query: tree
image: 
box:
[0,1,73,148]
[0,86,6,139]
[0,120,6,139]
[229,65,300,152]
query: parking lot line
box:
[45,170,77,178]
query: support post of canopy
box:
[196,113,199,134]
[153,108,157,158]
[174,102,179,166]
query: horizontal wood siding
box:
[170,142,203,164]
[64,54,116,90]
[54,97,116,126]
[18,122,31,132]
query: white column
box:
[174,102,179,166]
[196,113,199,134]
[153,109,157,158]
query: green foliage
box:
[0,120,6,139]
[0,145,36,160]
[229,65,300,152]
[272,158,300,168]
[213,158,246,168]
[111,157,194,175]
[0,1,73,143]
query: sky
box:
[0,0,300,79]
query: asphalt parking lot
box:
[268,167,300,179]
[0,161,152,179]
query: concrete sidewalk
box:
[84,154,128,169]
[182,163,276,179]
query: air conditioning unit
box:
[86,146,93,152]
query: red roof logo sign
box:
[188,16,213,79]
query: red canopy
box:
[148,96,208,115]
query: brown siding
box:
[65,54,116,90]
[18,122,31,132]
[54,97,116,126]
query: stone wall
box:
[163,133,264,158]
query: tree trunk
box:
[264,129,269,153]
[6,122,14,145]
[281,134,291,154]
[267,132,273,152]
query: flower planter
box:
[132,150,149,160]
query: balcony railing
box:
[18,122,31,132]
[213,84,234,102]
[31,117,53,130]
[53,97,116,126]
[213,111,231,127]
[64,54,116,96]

################

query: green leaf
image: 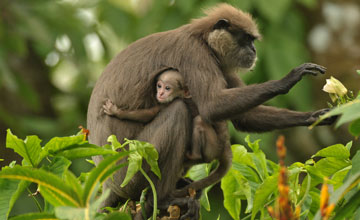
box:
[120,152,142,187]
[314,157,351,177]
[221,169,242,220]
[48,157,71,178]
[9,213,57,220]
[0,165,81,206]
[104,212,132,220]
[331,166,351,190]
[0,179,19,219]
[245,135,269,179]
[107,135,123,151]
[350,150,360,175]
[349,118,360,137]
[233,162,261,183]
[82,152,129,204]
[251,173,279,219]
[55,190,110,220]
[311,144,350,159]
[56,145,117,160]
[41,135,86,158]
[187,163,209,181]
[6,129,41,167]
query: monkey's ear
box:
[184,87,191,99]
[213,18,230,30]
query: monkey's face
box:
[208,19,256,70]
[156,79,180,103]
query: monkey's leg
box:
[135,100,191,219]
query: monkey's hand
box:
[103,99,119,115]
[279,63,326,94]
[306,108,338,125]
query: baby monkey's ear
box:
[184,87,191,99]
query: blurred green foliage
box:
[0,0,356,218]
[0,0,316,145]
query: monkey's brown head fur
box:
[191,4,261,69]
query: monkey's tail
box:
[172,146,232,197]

################

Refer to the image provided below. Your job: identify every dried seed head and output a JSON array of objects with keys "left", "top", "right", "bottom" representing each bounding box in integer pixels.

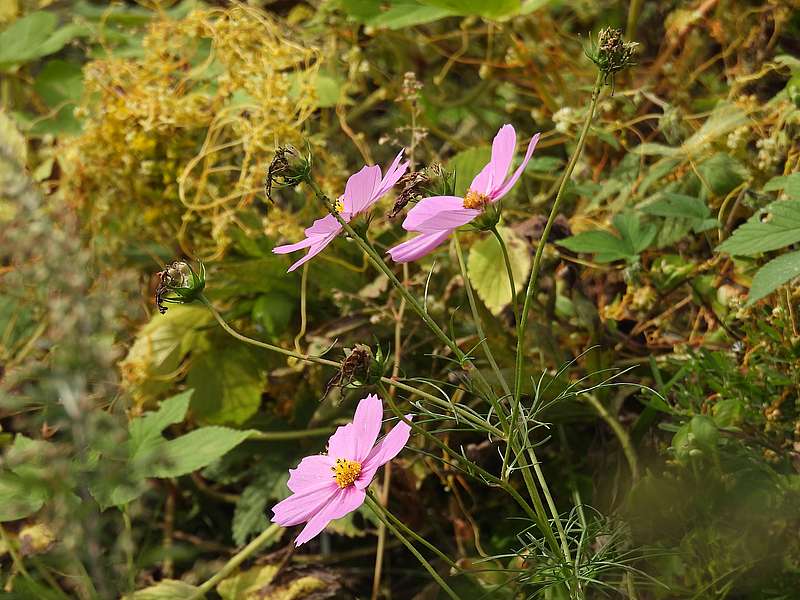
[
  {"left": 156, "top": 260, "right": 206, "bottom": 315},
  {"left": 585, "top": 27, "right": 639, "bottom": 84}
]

################

Return the lines of the listing from the line with "query: baby monkey's ear" up to and including the line with "[172,146,232,197]", reproducing each one exactly.

Solution for this exercise =
query: baby monkey's ear
box:
[184,87,191,99]
query: blurred green foliage
box:
[0,0,356,218]
[0,0,316,145]
query: monkey's brown head fur
box:
[191,4,261,69]
query: monkey's tail
box:
[172,146,232,197]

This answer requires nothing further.